EJERCICIOS ▸
1: Resume en dos oraciones el texto sobre la discapacidad en la República Dominicana.
2: Contesta, a partir del texto sobre la discapacidad en la República Dominicana:
(a) ¿Qué porcentaje de la población dominicana tiene algún tipo de discapacidad, según el censo de 2010?
(b) ¿Cuántos de cada 10 adultos con discapacidad están fuera del mercado laboral?
(c) ¿Qué entidades han comenzado a articular esfuerzos en los últimos años?

**** TEXTO PROPORCIONADO

Este conjunto de actitudes, estructuras e imaginarios es lo que convierte la discapacidad en un paradigma cultural más que en una condición personal.
Según el IX Censo de Población y Vivienda (2010), estimó que el 12.3% de la población dominicana tiene algún tipo de discapacidad. Sin embargo, los indicadores muestran brechas inaceptables:
- 92.4% de los niños, niñas y adolescentes con discapacidad no asiste a la escuela (SIUBEN, 2018).
- 8 de cada 10 adultos con discapacidad están fuera del mercado laboral.
- La mayoría vive en hogares encabezados por mujeres, expuestas a mayor vulnerabilidad económica.
Estos datos reflejan prejuicios, desconocimiento y ausencia histórica de políticas sostenidas. Pero también evidencian algo más profundo: no hemos normalizado la discapacidad como parte de la diversidad humana.
A pesar de estas brechas, debo reconocer avances significativos. En la última década, abordar la discapacidad “en su verdadera dimensión” era todavía un reto. Sin embargo, en los últimos años, tanto entidades públicas como privadas han comenzado a articular esfuerzos significativos.

********
**** LÍNEAS SELECCIONADAS

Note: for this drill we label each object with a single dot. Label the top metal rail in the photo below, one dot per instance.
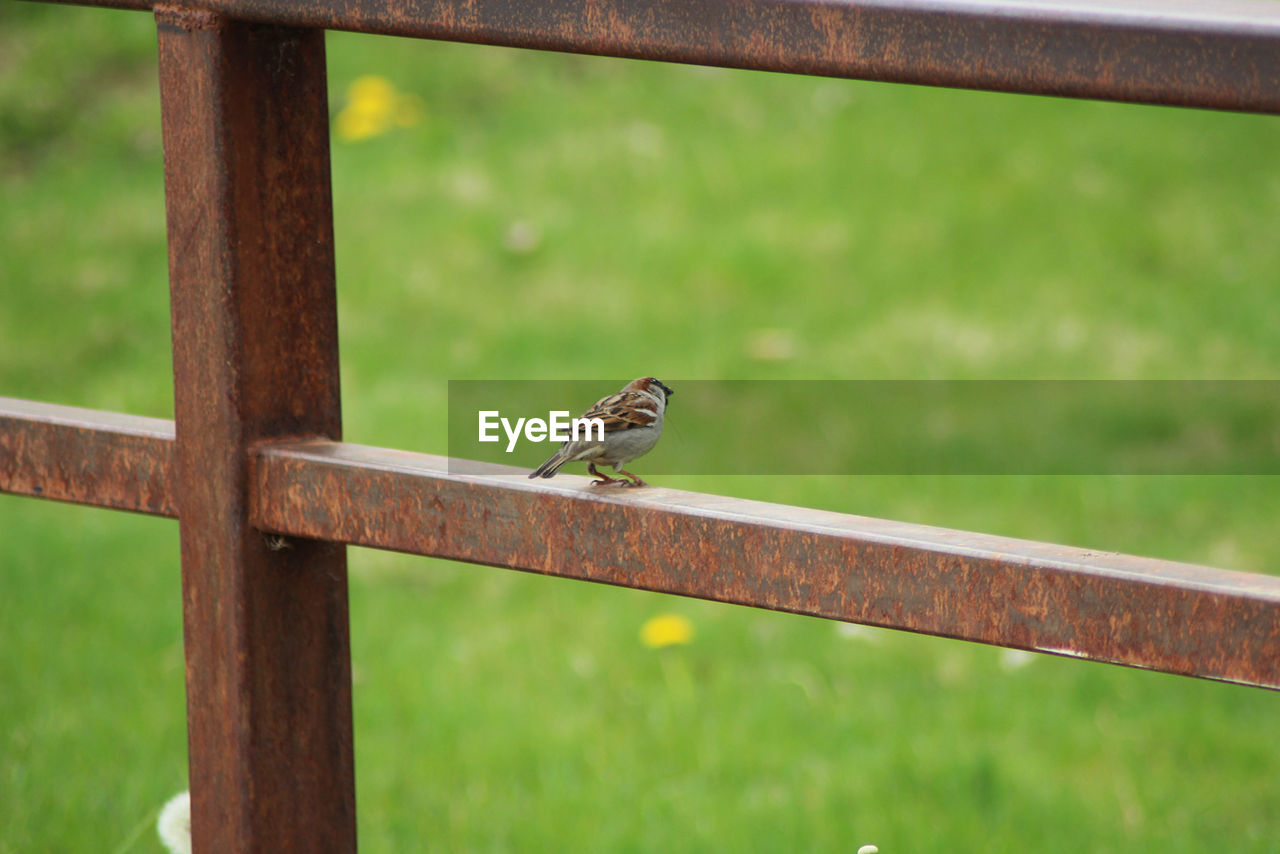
(1179, 53)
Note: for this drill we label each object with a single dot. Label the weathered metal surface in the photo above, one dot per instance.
(245, 119)
(1101, 606)
(1187, 53)
(87, 457)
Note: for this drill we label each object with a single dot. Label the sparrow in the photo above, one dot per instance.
(632, 423)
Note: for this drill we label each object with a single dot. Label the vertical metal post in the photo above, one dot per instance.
(246, 137)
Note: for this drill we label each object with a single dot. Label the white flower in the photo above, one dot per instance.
(174, 823)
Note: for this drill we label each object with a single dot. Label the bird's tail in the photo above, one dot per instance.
(549, 467)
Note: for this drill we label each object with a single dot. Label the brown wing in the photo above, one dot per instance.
(624, 411)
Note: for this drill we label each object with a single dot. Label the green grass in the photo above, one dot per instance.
(681, 215)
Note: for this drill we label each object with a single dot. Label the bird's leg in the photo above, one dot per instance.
(635, 480)
(604, 480)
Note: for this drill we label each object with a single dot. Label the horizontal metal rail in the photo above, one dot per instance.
(87, 457)
(1184, 53)
(1100, 606)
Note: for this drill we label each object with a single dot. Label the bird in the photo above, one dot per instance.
(632, 424)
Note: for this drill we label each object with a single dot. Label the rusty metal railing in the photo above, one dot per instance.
(255, 446)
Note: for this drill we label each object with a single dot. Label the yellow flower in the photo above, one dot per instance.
(666, 630)
(374, 108)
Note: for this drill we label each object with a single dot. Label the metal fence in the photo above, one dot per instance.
(255, 453)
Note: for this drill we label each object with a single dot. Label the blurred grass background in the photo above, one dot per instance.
(562, 217)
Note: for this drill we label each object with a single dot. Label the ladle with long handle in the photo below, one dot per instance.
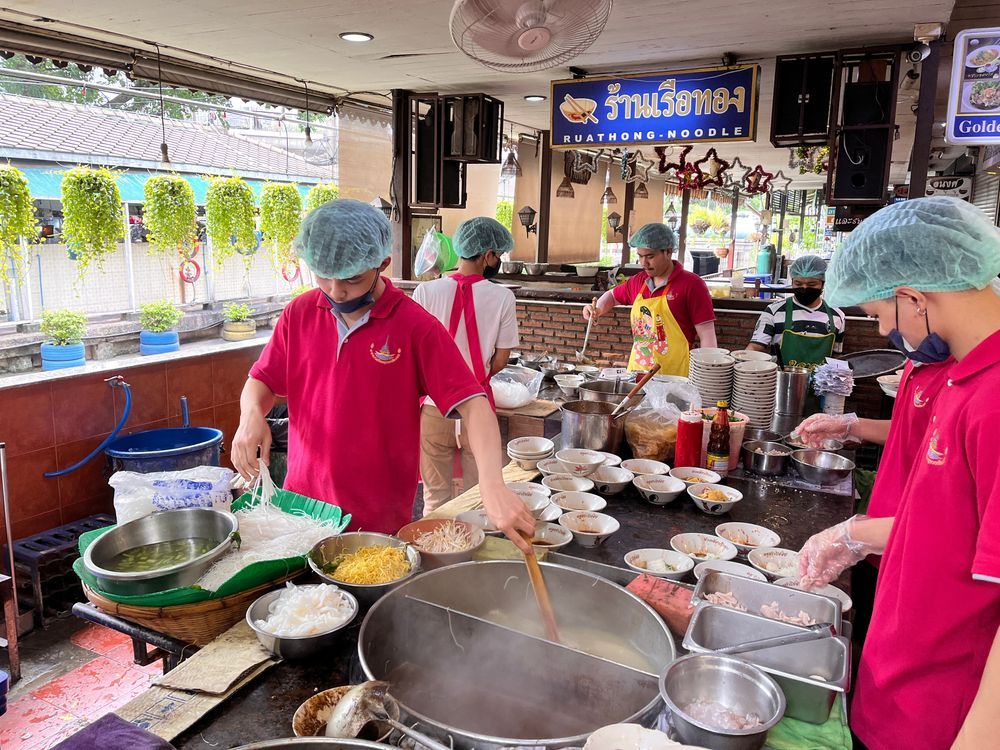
(626, 404)
(541, 593)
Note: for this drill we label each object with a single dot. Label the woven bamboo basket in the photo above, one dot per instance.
(199, 623)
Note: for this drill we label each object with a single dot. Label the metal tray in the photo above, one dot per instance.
(810, 674)
(755, 594)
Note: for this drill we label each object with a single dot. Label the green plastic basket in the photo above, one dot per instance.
(248, 578)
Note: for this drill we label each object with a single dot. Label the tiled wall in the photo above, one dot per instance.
(52, 425)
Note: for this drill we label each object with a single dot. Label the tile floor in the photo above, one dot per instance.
(74, 672)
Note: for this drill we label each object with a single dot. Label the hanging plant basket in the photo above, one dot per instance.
(18, 212)
(94, 222)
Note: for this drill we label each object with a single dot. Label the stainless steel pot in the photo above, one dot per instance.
(165, 526)
(588, 424)
(473, 632)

********

RESPUESTAS POR TAREA ▸
1: Según el censo de 2010, el 12.3% de la población dominicana tiene algún tipo de discapacidad, y los indicadores muestran brechas inaceptables en asistencia escolar, empleo y vulnerabilidad económica de los hogares. Estos datos reflejan prejuicios, desconocimiento y ausencia de políticas sostenidas, aunque en los últimos años entidades públicas y privadas han comenzado a articular esfuerzos significativos.

2:
(a) El 12.3%.
(b) 8 de cada 10.
(c) Entidades públicas y privadas.